Your objective: Render every line of the entries below as a Markdown table with two columns, Row for a running row number and Line for the line itself. Omit blank lines.

** START Listed entries **

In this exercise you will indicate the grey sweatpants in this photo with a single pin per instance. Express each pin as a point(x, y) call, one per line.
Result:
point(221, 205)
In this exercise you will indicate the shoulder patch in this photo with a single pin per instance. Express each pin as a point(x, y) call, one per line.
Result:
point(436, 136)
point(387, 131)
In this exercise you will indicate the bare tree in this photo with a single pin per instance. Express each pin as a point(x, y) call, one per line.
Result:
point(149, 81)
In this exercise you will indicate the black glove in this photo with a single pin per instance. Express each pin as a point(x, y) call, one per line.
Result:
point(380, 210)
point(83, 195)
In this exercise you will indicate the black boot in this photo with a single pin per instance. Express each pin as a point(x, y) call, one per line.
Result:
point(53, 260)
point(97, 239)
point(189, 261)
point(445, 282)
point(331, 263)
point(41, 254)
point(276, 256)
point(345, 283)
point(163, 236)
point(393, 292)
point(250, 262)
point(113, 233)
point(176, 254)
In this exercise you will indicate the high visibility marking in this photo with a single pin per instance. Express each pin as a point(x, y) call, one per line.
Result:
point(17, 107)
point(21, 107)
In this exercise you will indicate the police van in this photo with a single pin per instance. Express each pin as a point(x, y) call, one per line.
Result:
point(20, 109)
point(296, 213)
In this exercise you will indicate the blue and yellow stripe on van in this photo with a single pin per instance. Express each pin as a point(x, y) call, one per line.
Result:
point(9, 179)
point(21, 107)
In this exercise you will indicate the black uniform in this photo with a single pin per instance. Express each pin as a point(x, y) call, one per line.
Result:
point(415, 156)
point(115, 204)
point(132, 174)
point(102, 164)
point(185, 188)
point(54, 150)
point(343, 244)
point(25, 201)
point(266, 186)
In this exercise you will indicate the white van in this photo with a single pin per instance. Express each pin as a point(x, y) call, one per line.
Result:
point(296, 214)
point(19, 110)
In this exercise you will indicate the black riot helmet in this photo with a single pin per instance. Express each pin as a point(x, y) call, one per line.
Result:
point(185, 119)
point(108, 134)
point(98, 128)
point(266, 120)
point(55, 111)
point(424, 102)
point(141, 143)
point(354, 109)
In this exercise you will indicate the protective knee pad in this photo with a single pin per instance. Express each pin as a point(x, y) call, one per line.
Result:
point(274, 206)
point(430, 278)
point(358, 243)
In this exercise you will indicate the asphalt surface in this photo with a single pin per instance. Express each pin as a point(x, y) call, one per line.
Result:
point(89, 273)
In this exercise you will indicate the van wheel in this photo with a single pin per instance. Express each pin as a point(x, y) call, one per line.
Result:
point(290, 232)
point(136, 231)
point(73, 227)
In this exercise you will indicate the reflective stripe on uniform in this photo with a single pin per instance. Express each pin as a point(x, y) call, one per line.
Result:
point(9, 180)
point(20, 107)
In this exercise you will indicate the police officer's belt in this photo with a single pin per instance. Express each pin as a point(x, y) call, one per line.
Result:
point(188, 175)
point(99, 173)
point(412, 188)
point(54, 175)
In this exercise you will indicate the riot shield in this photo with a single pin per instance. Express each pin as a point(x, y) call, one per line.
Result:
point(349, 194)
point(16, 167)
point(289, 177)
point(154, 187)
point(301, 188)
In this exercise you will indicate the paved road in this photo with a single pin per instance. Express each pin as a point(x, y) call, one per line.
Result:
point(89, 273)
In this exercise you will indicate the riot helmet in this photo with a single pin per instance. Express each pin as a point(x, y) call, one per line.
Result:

** END Listed entries **

Written answer:
| Row | Line |
|---|---|
| 1 | In this exercise you will indicate the grey sweatpants in this photo with a single pin per instance. Express each pin as a point(x, y) call, one per line. |
| 2 | Result: |
| 3 | point(221, 205) |
| 4 | In this exercise you will indicate the shoulder patch in this photo with a single pin per instance. Express each pin as a point(x, y) call, one per line. |
| 5 | Result: |
| 6 | point(436, 136) |
| 7 | point(387, 131) |
| 8 | In this exercise you will indicate the bare tree in this photo with a single pin per instance. Express each pin as a point(x, y) call, one per line. |
| 9 | Result: |
| 10 | point(149, 81) |
| 11 | In this exercise you will indicate the black glove in this photo with a single pin per instance. Express each pin as a point(x, y) call, one per line. |
| 12 | Result: |
| 13 | point(380, 210) |
| 14 | point(83, 195) |
| 15 | In this exercise you will indicate the black boot in this photo with a single pin per instance. Express each pin as a point(x, y) call, one per line. |
| 16 | Result: |
| 17 | point(53, 260) |
| 18 | point(97, 239) |
| 19 | point(189, 261) |
| 20 | point(445, 282) |
| 21 | point(331, 263) |
| 22 | point(41, 254) |
| 23 | point(276, 256) |
| 24 | point(345, 283) |
| 25 | point(163, 236) |
| 26 | point(393, 292) |
| 27 | point(250, 262) |
| 28 | point(113, 233) |
| 29 | point(176, 254) |
| 30 | In this exercise you will indicate the high visibility marking in this photo with a single pin per instance. Express each pin as a point(x, y) call, one per line. |
| 31 | Result: |
| 32 | point(17, 107) |
| 33 | point(21, 107) |
| 34 | In this exercise you will indicate the police van in this photo with a single pin per instance. Express each pin as a point(x, y) call, one per line. |
| 35 | Result: |
| 36 | point(20, 109) |
| 37 | point(296, 213) |
| 38 | In this exercise you will indicate the blue and yellow stripe on van in this photo with a single pin per instance. Express each pin as a point(x, y) call, one per line. |
| 39 | Result: |
| 40 | point(9, 179) |
| 41 | point(21, 107) |
| 42 | In this exercise you will indicate the black uniform in this photo with a single pin per instance. Express each pin as a point(x, y) call, one per line. |
| 43 | Result: |
| 44 | point(415, 156) |
| 45 | point(115, 204) |
| 46 | point(132, 174) |
| 47 | point(102, 164) |
| 48 | point(185, 188) |
| 49 | point(54, 150) |
| 50 | point(343, 244) |
| 51 | point(25, 201) |
| 52 | point(266, 186) |
| 53 | In this exercise you will indicate the white van in this photo with a single pin per instance. Express each pin as a point(x, y) call, one per line. |
| 54 | Result: |
| 55 | point(296, 214) |
| 56 | point(19, 110) |
| 57 | In this exercise you will indicate the black riot helmet in this photo with a single pin per instance. Express each pin as a point(x, y) call, one per line. |
| 58 | Result: |
| 59 | point(185, 119) |
| 60 | point(108, 134) |
| 61 | point(98, 128) |
| 62 | point(266, 120) |
| 63 | point(55, 111) |
| 64 | point(424, 102) |
| 65 | point(141, 143) |
| 66 | point(354, 109) |
| 67 | In this exercise you will indicate the protective knee pad in this photo with a single pin per instance. Express each pin as a point(x, y) call, one per line. |
| 68 | Result: |
| 69 | point(274, 206) |
| 70 | point(430, 278) |
| 71 | point(358, 243) |
| 72 | In this exercise you will indicate the asphalt surface in this photo with a single pin per instance. Express each pin as a point(x, y) call, one per line. |
| 73 | Result: |
| 74 | point(89, 273) |
| 75 | In this exercise you will indicate the van wheel in this photo with a single pin per instance. Express each pin as a point(x, y) call, one per line. |
| 76 | Result: |
| 77 | point(290, 232) |
| 78 | point(136, 231) |
| 79 | point(73, 227) |
| 80 | In this exercise you will indicate the reflective stripe on uniform in this photo with a single pin per instance. Express each pin as a point(x, y) call, one per line. |
| 81 | Result: |
| 82 | point(9, 180) |
| 83 | point(20, 107) |
| 84 | In this exercise you will indicate the police officer's belt in this photo with a single pin per instance. Express each pin as a point(x, y) call, one per line. |
| 85 | Result: |
| 86 | point(188, 175) |
| 87 | point(99, 173) |
| 88 | point(412, 188) |
| 89 | point(54, 175) |
| 90 | In this exercise you will indicate the riot shield in this photo with a single pin per instance. Express each pin as a point(x, y) call, one per line. |
| 91 | Result: |
| 92 | point(349, 194) |
| 93 | point(16, 167) |
| 94 | point(289, 177) |
| 95 | point(154, 187) |
| 96 | point(301, 188) |
| 97 | In this exercise you will indicate the paved road in this photo with a single pin per instance. Express each pin as a point(x, y) call, one per line. |
| 98 | Result: |
| 99 | point(89, 273) |
| 100 | In this exercise you will indicate the riot helmet in this photo with a single pin per instance. Express each pin as a point(x, y) call, one per line. |
| 101 | Result: |